§ Фрагмент страницы
* * *

Перемена участи как способ передвижения
— Про вас, Кирилл, известно, что вы модный. А ведь не сказать, что ваш «Юрьев день» сделан в русле современных тенденций…
— Да, видите, и в Канн не взяли. А что же это за тенденции, интересно?
© Фото Никиты Павлова
— Если за скобками оставить иронию, без которой все эти слова произносить нельзя… Ну, я бы это определила как принципиальную размытость сюжетосложения, желание упрятать акценты. Не снять их, а именно упрятать. Минимализм в средствах, пунктир вместо прямых линий с периодической потерей фрагментов рисунка. Не выкладывание перед зрителем смыслов, а создание такой конструкции, при которой добывание упрятанного — работа зрителя. У вас же — все жирно прочерчено, все откровенно предъявлено. Никакого минимализма.
— А я как раз думал, что снял минималистское кино. Меня обычно штырит и прет, а здесь я себя ограничивал, старался, чтобы была пустота и чистота.
— Вы имеете в виду сейчас постановочную форму, а я — градус пафоса и глубину залегания смыслов. Еще меня удивило вот что: кажется, режиссеры фильмов «Изображая жертву» и «Юрьев день» не просто не дружны меж собой, но друг другу даже не представлены.
— Но я же и в театре делаю разные вещи. Ставлю и комедии, и драматические истории. Этот сценарий мне пришлось очень долго, очень медленно обживать, чтобы себе присвоить. Но так, пусть и в меньшей степени, было и с текстом братьев Пресняковых. По-другому, сугубо профессионально: переписывал, добавлял, убирал. Но все-таки «Изображая жертву» написан братьями Пресняковыми, а здесь я имел дело со сценарием Юрия Арабова. Вы считаете, что тексты Пресняковых и Арабова нужно делать одинаково? Я считаю, что каждый фильм нужно снимать как первый и так, будто у тебя нет никаких приспособлений для обживания материала.
— Конечно, я не имела в виду, что сценарии братьев Пресняковых и Арабова нужно ставить одинаково. Меня удивил режиссер Серебренников, который сначала выбрал именно эту пьесу Пресняковых, а потом взялся за сценарий Арабова.
— Сделать киноверсию «Изображая жертву» мне предложили продюсеры, и я подумал: почему нет? «Юрьев день» — более осмысленный выбор, и это мой выбор. Хотя к сценарию Арабова я очень долго привыкал. Впечатлившись, стал на нем импровизировать, как делаю это всегда и в театре, и в кино. Через импровизацию делаю чужой текст своим.
— А в какую сторону вы его меняли?
— Я его обострял. Еще когда читал, понимал, что сущностно, на внутреннем уровне, это очень мощная история. Только мощная драматургия или мощная литература позволяют ввинчиваться в себя. Этот текст — лава, в которую нельзя просто войти: сгоришь в ней, утонешь, она тебя поглотит и выплюнет. С таким материалом нужно найти способ вступить в равные отношения. Вот почему мне был так приятен комплимент Арабова. Он сказал: «Вы считали все, что было заложено, может, даже проявили не явленное впрямую».

* * *

§ Выдержка из данных
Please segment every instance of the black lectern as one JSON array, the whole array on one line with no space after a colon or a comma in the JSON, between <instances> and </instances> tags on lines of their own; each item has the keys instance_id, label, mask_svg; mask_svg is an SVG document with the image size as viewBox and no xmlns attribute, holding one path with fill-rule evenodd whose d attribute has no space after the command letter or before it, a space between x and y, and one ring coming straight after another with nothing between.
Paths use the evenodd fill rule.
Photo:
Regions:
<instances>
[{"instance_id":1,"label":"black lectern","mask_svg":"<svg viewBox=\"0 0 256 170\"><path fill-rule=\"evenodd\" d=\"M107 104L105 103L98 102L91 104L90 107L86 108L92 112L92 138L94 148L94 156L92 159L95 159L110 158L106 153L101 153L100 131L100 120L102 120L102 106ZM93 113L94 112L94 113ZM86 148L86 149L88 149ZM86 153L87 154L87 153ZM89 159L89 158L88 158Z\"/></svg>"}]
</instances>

* * *

§ Постановка задачи 1
Продублируйте без изменений отрывок из интервью о фильме «Юрьев день». Начните со слов, в которых есть «Перемена участи как», и остановитесь после слов «за тенденции, интересно?».
§ Постановка задачи 2
Подхватите интервью о фильме «Юрьев день» и напишите его продолжение, начиная сразу после последней приведенной реплики.

§ Результат 1
Перемена участи как способ передвижения
— Про вас, Кирилл, известно, что вы модный. А ведь не сказать, что ваш «Юрьев день» сделан в русле современных тенденций…
— Да, видите, и в Канн не взяли. А что же это за тенденции, интересно?

§ Результат 2
— Собственно говоря, то единственное, что объединяет «Изображая жертву» и «Юрьев день», — довольно грустный взгляд на вещи.
— А есть повод для веселого взгляда на вещи? Но я пытался делать историю про человеческую душу, которая, невзирая на страшные, жесткие и трагические обстоятельства, выживает, преображается и превращается в чистый дух, живущий отдельно от плоти. И с этой точки зрения история не кажется мне мрачной, безысходной. Понятно, что человек совершает свой путь в страшных обстоятельствах. Но подобные обстоятельства нам, людям этой страны, настолько знакомы и понятны, что их и страшными не назовешь. Страшно — это когда вы живете в Берлине, приехали сюда и — раз, попали в сюжет. А нам-то чего бояться? Мы с ума не спятим, живем мы здесь.
— Зритель не получает ответа на вопрос, куда исчез мальчик. Но вы сами знали, что с ним произошло?
— Он исчез.
— Куда?
— Растворился. В пространстве.
— Мне показалось, что вы были гораздо больше озабочены созданием пространства, в котором можно раствориться бесследно, нежели историей мальчика. Но она все-таки была, эта история исчезновения? Хотя бы для вас? Причины? Мотивы?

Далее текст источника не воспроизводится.